WRITTEN EXERCISE: Output the data that follows exactly, line for line.

SUPPLIED DATA:
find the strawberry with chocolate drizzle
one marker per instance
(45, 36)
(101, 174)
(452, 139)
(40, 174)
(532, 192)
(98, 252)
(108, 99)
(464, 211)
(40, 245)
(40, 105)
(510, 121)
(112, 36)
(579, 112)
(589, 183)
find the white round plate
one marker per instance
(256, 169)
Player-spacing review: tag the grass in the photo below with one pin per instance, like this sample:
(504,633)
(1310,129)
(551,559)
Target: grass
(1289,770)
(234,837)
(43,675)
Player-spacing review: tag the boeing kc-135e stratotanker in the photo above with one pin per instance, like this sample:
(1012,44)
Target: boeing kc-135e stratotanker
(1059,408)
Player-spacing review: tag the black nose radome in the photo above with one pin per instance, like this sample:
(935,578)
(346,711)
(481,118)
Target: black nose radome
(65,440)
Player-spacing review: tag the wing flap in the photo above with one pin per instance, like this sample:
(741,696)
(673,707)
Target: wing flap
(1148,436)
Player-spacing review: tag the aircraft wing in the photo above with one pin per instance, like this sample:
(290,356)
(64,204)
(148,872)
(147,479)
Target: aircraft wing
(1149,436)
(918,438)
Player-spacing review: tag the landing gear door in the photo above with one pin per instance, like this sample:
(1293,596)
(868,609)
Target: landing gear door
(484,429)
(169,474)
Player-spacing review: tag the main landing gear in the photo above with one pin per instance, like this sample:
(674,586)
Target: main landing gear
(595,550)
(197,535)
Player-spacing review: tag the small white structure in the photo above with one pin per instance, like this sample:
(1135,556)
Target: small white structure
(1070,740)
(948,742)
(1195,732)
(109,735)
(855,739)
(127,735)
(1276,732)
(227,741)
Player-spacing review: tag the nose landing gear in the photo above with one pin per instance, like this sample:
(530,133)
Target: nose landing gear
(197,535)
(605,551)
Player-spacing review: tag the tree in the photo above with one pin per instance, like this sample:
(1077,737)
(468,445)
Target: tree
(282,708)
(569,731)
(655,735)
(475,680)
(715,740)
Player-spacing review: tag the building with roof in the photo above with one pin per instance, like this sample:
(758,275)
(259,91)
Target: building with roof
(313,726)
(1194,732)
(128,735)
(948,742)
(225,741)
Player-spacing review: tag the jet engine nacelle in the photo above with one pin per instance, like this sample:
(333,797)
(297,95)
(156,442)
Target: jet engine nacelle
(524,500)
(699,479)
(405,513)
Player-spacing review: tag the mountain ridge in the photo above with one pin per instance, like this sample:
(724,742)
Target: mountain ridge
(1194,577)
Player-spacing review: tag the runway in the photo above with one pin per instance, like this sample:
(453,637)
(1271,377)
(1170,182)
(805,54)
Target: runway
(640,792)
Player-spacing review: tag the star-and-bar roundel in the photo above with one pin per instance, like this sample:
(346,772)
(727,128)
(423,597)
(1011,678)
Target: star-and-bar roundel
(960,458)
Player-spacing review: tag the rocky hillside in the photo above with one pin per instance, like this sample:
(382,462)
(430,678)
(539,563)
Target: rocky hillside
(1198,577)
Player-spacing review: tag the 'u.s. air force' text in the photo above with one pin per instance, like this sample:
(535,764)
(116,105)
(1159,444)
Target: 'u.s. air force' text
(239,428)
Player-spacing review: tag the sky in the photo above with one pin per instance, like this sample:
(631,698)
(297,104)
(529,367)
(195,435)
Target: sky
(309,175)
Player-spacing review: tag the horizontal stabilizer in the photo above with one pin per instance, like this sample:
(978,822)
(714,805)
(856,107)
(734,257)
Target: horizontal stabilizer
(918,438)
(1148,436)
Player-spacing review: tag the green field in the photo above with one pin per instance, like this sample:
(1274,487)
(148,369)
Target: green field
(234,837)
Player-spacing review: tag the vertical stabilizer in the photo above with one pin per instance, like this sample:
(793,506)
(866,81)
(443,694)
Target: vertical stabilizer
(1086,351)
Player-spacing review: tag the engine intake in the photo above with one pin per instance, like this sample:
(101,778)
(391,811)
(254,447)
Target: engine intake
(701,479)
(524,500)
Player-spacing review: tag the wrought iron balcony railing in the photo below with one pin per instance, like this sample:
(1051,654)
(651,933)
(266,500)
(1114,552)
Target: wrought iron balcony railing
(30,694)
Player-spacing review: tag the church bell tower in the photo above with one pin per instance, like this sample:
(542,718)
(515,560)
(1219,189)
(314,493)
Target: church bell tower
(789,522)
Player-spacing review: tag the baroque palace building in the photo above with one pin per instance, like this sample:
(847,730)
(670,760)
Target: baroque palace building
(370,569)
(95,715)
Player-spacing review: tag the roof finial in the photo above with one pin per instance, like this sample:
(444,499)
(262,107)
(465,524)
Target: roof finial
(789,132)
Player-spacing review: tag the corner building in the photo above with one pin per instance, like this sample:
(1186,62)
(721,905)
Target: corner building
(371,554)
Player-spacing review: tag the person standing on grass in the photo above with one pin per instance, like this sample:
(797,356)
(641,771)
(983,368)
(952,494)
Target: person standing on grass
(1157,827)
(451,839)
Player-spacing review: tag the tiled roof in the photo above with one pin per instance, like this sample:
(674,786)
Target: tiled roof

RESPONSE FOR THIS EXERCISE:
find the strawberry with chocolate drizzle
one marker per instance
(45, 36)
(101, 174)
(452, 139)
(40, 174)
(532, 192)
(98, 252)
(108, 99)
(464, 211)
(40, 245)
(40, 105)
(510, 121)
(112, 36)
(579, 112)
(589, 183)
find the white round plate
one marker per instance
(256, 169)
Player-spacing review: tag the grass in the photo below with one pin per instance, like this sample:
(504,633)
(1310,129)
(551,559)
Target: grass
(1289,770)
(234,837)
(43,675)
Player-spacing review: tag the boeing kc-135e stratotanker in the photo above with one pin per instance, like this sample:
(1012,44)
Target: boeing kc-135e stratotanker
(1059,408)
Player-spacing review: tag the black nose radome in the photo above with one pin per instance, like this sample:
(935,578)
(346,711)
(481,118)
Target: black nose radome
(65,440)
Player-spacing review: tag the wing flap in the photo above with one pin per instance, like this sample:
(741,696)
(673,707)
Target: wing flap
(1148,436)
Player-spacing review: tag the aircraft wing in the photo above with one pin per instance, like this sample:
(290,356)
(64,204)
(148,872)
(147,479)
Target: aircraft wing
(1149,436)
(918,438)
Player-spacing review: tag the landing gear door in the photo above with one pin per instance, like this sample:
(1293,596)
(868,609)
Target: landing gear door
(484,429)
(169,474)
Player-spacing review: tag the main landing gear in the photo above with one pin per instance, like this sample:
(674,586)
Target: main landing gear
(595,550)
(197,535)
Player-spacing review: tag the small white structure in the photo above with one pin per instance, like this sample:
(1135,556)
Target: small white structure
(1070,740)
(948,742)
(1195,732)
(109,735)
(855,739)
(127,735)
(1276,732)
(227,741)
Player-spacing review: tag the nose landing gear in the photo above with one pin per instance, like this sample:
(530,133)
Target: nose landing gear
(197,535)
(605,551)
Player-spacing review: tag the tree in the photo above with one pin per instance, like this sample:
(1077,737)
(468,445)
Target: tree
(282,708)
(569,731)
(655,735)
(475,680)
(715,740)
Player-spacing review: tag the building with roof in the photo above with one pin per instance, like this sample:
(758,275)
(259,91)
Target: building with roof
(313,726)
(1194,732)
(128,735)
(948,742)
(225,741)
Player-spacing review: tag the jet engine nacelle in the photo above with one pin per instance, like this sample:
(333,797)
(297,95)
(156,442)
Target: jet engine nacelle
(524,500)
(699,479)
(405,513)
Player-spacing review: tag the mountain ridge in the photo above with one pin per instance, like this sample:
(724,742)
Target: mountain ridge
(1194,577)
Player-spacing review: tag the runway in the photo above with one pin per instance, like this sample:
(453,637)
(1271,377)
(1170,182)
(805,54)
Target: runway
(640,792)
Player-spacing review: tag the star-and-bar roundel in the photo above with one pin per instance, like this sample:
(346,772)
(727,128)
(423,597)
(1011,678)
Target: star-and-bar roundel
(960,458)
Player-spacing review: tag the rocky hillside in the photo above with one pin per instance, like this sample:
(382,462)
(430,678)
(539,563)
Target: rocky hillside
(1198,577)
Player-spacing review: tag the 'u.s. air force' text in the photo above with one pin per instance, like this sample:
(535,764)
(116,105)
(1159,444)
Target: 'u.s. air force' text
(239,428)
Player-spacing review: tag the sky in the photo above with one pin per instance, like this sample:
(631,698)
(297,104)
(529,367)
(195,435)
Target: sky
(309,175)
Player-spacing review: tag the horizontal stabilizer in the photo above with one pin per instance, like this sample:
(978,822)
(714,805)
(856,107)
(734,257)
Target: horizontal stabilizer
(918,438)
(1148,436)
Player-spacing review: tag the green field in the photo above with one pin per instance, like this sample:
(1274,487)
(148,369)
Target: green field
(234,837)
Player-spacing review: tag the vertical stabilizer in the photo above with one pin per instance, like this sample:
(793,506)
(866,81)
(443,694)
Target: vertical stabilizer
(1086,351)
Player-spacing review: tag the engine intake in the photo above with one pin per instance, like this sample:
(101,778)
(391,811)
(254,447)
Target: engine intake
(701,479)
(524,500)
Player-spacing review: tag the wrought iron balcony railing in the photo below with one pin per instance, like this sample:
(1051,654)
(651,933)
(266,500)
(1114,552)
Target: wrought iron balcony railing
(30,694)
Player-spacing review: tag the church bell tower in the photo above with one pin per instance, like this sample:
(542,718)
(515,560)
(1219,189)
(314,493)
Target: church bell tower
(789,522)
Player-spacing review: tag the baroque palace building in the photo above with one pin per instance, like this sample:
(847,730)
(670,760)
Target: baroque palace building
(370,569)
(95,715)
Player-spacing review: tag the roof finial in the photo above with one pin per instance, like this sample:
(444,499)
(262,107)
(465,524)
Target: roof finial
(789,132)
Player-spacing review: tag the corner building in the photo above with one pin per instance, like this sample:
(1186,62)
(721,905)
Target: corner building
(371,554)
Player-spacing review: tag the person standing on grass in the photo above with one pin per instance, like this sample:
(797,356)
(641,771)
(983,368)
(952,494)
Target: person standing on grass
(1157,827)
(451,839)
Player-spacing review: tag the tiled roof in the photo above with one pin per instance, like this sample:
(674,786)
Target: tiled roof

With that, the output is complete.